THE EXERCISE: Write out the full listing below again with every request line unchanged. In each answer line, multiply both coordinates by 0.9 and round them to the nearest whole number, rounding halves up.

Stored data:
begin
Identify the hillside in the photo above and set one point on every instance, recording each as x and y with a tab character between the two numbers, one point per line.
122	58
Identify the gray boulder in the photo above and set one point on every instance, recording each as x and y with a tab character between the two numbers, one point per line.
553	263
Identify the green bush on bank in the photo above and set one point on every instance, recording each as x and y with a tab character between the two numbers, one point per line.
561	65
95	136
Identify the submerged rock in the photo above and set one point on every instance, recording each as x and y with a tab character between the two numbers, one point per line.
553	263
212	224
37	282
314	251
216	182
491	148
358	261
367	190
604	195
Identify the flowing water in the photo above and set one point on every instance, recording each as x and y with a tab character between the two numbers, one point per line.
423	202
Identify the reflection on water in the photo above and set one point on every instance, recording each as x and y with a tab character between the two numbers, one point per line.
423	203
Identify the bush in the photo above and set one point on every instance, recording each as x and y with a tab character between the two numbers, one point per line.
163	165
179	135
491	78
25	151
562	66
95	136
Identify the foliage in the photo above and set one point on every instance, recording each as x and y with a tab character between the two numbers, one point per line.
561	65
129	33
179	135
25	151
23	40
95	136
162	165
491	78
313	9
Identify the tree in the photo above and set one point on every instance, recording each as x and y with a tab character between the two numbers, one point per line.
end
SOLUTION FOR THIS TASK:
Identify the hillside in the photo above and set one point on every instance, recording each as x and y with a tab character between the two numbers, one point per line.
110	52
Identify the gray boulder in the photo above and set one point on every instance, recording each as x and y with a tab character between the two numbers, one point per line.
498	237
Identify the green bush on bank in the photo above and set one point on every instance, recording each as x and y with a tab character between the two numbers, one point per line.
505	59
86	122
Identify the submerged rock in the photo above and set one point on every instance, recording each as x and y with a tab character between the two numbers, one point per line.
498	237
191	202
33	254
283	226
194	164
442	133
322	235
330	171
544	176
Identify the flowing water in the photo above and set one point on every instance, recording each as x and y with a tab character between the two numbers, one point per line.
381	182
Identify the reflection on water in the photo above and set one point on every instance, recording each as x and y with a tab character between the two numbers, one point per line.
381	183
Identify the bush in the photo above and set one point on every instance, recording each as x and y with a tab character between the two numbers, one point per line.
147	149
161	122
442	70
23	136
506	59
86	122
Identify the foliage in the photo above and set one point on every instance, recording each as x and y with a tab character between the two numbers, one point per line.
505	59
116	30
161	122
23	136
21	36
86	122
146	149
442	70
282	8
Identify the tree in the photo above and set one point on every instance, recording each as x and y with a tab character between the two numbers, one point per line.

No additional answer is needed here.